## WHAT IS BEING ASKED:
Recast all of the material below as a numbered list, leaving out any blank lines.
··· MATERIAL FOR THIS TASK ···
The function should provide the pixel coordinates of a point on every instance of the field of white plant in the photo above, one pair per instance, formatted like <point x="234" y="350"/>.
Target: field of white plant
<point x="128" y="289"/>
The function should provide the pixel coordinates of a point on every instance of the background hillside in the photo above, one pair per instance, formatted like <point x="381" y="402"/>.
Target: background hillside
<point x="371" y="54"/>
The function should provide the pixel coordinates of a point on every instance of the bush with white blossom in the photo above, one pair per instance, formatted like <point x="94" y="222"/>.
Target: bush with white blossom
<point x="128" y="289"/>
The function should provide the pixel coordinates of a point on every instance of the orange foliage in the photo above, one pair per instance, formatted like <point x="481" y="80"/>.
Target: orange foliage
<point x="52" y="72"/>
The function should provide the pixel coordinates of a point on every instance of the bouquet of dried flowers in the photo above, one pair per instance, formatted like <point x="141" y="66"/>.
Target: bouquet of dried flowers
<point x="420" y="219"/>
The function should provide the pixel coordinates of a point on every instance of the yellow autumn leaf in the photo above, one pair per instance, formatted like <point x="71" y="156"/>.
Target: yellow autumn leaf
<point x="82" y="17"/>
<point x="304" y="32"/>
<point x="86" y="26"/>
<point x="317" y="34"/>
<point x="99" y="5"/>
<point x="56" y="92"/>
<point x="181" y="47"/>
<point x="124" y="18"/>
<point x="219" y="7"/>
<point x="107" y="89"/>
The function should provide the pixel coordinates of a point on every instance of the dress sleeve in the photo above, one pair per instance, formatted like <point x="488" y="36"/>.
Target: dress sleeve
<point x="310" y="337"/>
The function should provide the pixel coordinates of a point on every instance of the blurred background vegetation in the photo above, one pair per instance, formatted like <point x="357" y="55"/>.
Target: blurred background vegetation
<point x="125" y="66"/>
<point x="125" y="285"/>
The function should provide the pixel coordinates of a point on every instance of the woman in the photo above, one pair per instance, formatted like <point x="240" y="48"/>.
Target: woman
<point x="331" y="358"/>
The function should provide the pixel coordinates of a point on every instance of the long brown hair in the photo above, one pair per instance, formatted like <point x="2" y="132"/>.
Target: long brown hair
···
## SOLUTION TO THE EXERCISE:
1. The function should provide the pixel coordinates of a point on every instance of the field of white plant in the photo above, one pair per instance, formatted like <point x="234" y="350"/>.
2. Target: field of white plant
3. <point x="128" y="289"/>
4. The function should provide the pixel coordinates of a point on every instance of the background hillside in the photo above, one pair per instance, formatted like <point x="381" y="402"/>.
5. Target: background hillside
6. <point x="371" y="54"/>
7. The function should provide the pixel coordinates of a point on every instance of the bush with white blossom in the photo above, one pair per instance, formatted like <point x="94" y="222"/>.
8. Target: bush with white blossom
9. <point x="128" y="289"/>
10. The function should provide the pixel coordinates of a point on every instance of the orange foliage in the photo above, one pair per instance, formatted like <point x="481" y="80"/>.
11. Target: orange foliage
12. <point x="52" y="72"/>
13. The function should provide the pixel coordinates of a point on every instance of the bouquet of dried flowers in the photo above, one pair per instance, formatted like <point x="141" y="66"/>.
14. Target: bouquet of dried flowers
15. <point x="420" y="219"/>
16. The function should provide the pixel coordinates of a point on every instance of the yellow autumn leaf in the photo above, one pair per instance, formatted like <point x="71" y="156"/>.
17. Target: yellow autumn leaf
18. <point x="82" y="17"/>
19. <point x="304" y="32"/>
20. <point x="86" y="26"/>
21. <point x="317" y="34"/>
22. <point x="99" y="5"/>
23. <point x="56" y="92"/>
24. <point x="181" y="47"/>
25. <point x="124" y="18"/>
26. <point x="219" y="7"/>
27. <point x="107" y="89"/>
28. The function should provide the pixel coordinates of a point on every instance of the dress sleeve in the photo above, one pair per instance, formatted like <point x="488" y="36"/>.
29. Target: dress sleeve
30. <point x="310" y="337"/>
31. The function should provide the pixel coordinates of a point on every instance of the blurred background vegetation in the photo above, one pair per instance, formatted like <point x="357" y="55"/>.
32. Target: blurred background vegetation
33. <point x="125" y="66"/>
34. <point x="125" y="285"/>
35. The function should provide the pixel coordinates of a point on every instance of the woman in the photo above, one pair per instance, formatted like <point x="240" y="48"/>.
36. Target: woman
37. <point x="331" y="358"/>
38. The function should provide the pixel coordinates of a point on every instance of the long brown hair in the photo above, one pair per instance, formatted like <point x="2" y="132"/>.
39. Target: long brown hair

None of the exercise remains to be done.